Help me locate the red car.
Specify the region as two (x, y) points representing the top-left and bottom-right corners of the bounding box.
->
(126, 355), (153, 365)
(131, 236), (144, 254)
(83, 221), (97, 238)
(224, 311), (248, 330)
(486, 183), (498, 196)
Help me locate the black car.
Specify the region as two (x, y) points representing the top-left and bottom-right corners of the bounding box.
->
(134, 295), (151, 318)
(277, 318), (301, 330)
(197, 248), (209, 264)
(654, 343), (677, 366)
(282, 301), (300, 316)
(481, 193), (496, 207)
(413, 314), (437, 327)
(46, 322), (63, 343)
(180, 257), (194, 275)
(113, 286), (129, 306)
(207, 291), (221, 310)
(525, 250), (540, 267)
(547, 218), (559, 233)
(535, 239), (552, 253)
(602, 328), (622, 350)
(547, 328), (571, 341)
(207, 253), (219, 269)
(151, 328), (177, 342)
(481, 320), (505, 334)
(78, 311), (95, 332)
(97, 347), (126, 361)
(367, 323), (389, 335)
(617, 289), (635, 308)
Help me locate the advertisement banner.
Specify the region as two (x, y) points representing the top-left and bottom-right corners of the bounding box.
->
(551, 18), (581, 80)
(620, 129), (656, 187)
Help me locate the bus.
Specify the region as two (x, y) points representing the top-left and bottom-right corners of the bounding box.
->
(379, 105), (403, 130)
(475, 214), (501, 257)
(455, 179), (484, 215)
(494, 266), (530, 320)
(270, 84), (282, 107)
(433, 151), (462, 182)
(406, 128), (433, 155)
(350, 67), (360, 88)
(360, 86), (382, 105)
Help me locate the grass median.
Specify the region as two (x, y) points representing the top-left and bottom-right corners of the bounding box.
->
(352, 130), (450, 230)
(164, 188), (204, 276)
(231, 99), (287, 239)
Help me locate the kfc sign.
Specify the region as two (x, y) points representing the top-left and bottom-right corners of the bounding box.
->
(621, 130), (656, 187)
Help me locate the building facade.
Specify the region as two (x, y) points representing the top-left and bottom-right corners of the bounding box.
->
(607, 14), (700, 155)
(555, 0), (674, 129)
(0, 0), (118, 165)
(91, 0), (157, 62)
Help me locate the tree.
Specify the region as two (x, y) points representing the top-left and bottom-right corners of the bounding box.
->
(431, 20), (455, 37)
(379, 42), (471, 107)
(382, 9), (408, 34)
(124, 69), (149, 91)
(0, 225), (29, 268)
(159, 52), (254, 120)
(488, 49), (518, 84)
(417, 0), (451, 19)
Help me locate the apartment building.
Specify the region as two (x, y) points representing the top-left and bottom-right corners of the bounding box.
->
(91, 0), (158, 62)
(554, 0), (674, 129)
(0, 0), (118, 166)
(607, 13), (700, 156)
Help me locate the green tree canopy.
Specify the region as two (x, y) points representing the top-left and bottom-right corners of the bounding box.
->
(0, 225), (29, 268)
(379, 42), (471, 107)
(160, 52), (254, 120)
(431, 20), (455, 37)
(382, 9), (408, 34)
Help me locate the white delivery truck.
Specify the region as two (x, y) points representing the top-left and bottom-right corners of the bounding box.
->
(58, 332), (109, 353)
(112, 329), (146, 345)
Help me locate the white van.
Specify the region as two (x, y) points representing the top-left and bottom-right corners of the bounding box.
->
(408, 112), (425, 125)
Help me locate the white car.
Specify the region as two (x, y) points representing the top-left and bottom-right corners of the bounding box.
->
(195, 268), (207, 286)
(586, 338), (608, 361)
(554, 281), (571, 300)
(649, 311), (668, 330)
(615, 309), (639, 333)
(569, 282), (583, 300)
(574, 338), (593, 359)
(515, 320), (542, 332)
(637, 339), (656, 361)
----------------
> PROBLEM DESCRIPTION: Reproduce all of the material above verbatim, line by line, with no alterations.

> THE OUTPUT:
Help me locate the red car.
Specify the region as two (x, y) points representing the top-left and bottom-right corners of the bounding box.
->
(126, 355), (153, 365)
(131, 236), (144, 254)
(83, 221), (97, 238)
(224, 311), (248, 330)
(486, 183), (498, 196)
Help me locate the black car.
Specify the region as two (x, y) points representing the top-left and bottom-right corners of the bounding box.
->
(134, 295), (151, 318)
(277, 318), (301, 330)
(197, 248), (209, 264)
(654, 343), (677, 366)
(282, 301), (300, 316)
(481, 193), (496, 207)
(413, 314), (437, 327)
(46, 322), (63, 343)
(180, 257), (194, 275)
(113, 286), (129, 306)
(207, 291), (221, 310)
(525, 250), (540, 267)
(547, 218), (559, 233)
(535, 239), (552, 253)
(602, 328), (622, 350)
(547, 328), (571, 341)
(207, 253), (219, 269)
(151, 328), (177, 342)
(481, 320), (505, 334)
(78, 311), (95, 332)
(97, 347), (126, 361)
(367, 323), (389, 335)
(617, 289), (635, 308)
Help me locate the advertisement banner.
Specify the region as two (x, y) points representing the top-left and bottom-right corners of the bounding box.
->
(551, 18), (581, 80)
(620, 129), (656, 187)
Help me locate the bus.
Specify the region as two (x, y) points representing the top-left and bottom-right corners of the bounding box.
->
(379, 105), (403, 130)
(475, 214), (501, 257)
(455, 179), (484, 215)
(494, 266), (530, 320)
(270, 84), (282, 107)
(433, 151), (462, 182)
(406, 128), (433, 155)
(350, 67), (360, 88)
(360, 86), (382, 105)
Help me locate the grass median.
Specify the region as two (x, y) points representing the top-left and bottom-right corners of the bounding box.
->
(352, 130), (450, 230)
(164, 188), (204, 276)
(231, 99), (287, 239)
Help me locate the kfc sign.
Specify the region as two (x, y) points representing the top-left and bottom-right corners of the bounding box.
->
(621, 130), (656, 187)
Help me locate the building facade.
Specify the region as two (x, y) points representing the top-left and bottom-right corners of the bounding box.
->
(607, 14), (700, 155)
(555, 0), (674, 129)
(0, 0), (118, 165)
(91, 0), (157, 62)
Help me locate the tree.
Specify the region as two (x, y) points representing the top-left and bottom-right corners of the bounding box.
->
(431, 20), (455, 37)
(379, 42), (471, 107)
(382, 9), (408, 34)
(124, 69), (149, 91)
(0, 225), (29, 268)
(159, 52), (254, 120)
(488, 49), (518, 84)
(417, 0), (451, 19)
Help me locate the apartment building.
Specify the region as two (x, y) points representing the top-left and bottom-right corners of the bounding box.
->
(91, 0), (158, 62)
(554, 0), (674, 129)
(0, 0), (118, 166)
(607, 13), (700, 156)
Help me locate the green tree canopy.
Specify the region as two (x, y) points representing the top-left and bottom-right corners of the bounding box.
->
(0, 225), (29, 268)
(379, 42), (471, 107)
(160, 52), (254, 120)
(431, 20), (455, 37)
(382, 9), (408, 34)
Help me locate the white delivery truck.
Specify the region as two (x, y) points representing the top-left and bottom-right corners of the bounding box.
->
(58, 332), (109, 353)
(112, 329), (146, 345)
Help me locate the white van.
Specify the region as two (x, y) points representing the top-left and bottom-right corners of the bounding box.
->
(408, 112), (425, 125)
Help me locate the white car.
Specify the region as two (x, y) points representing the top-left and bottom-right corners of the bounding box.
->
(195, 268), (207, 286)
(586, 338), (608, 361)
(554, 281), (571, 300)
(649, 311), (668, 330)
(615, 309), (639, 333)
(569, 282), (583, 300)
(574, 338), (593, 359)
(515, 320), (542, 332)
(637, 339), (656, 361)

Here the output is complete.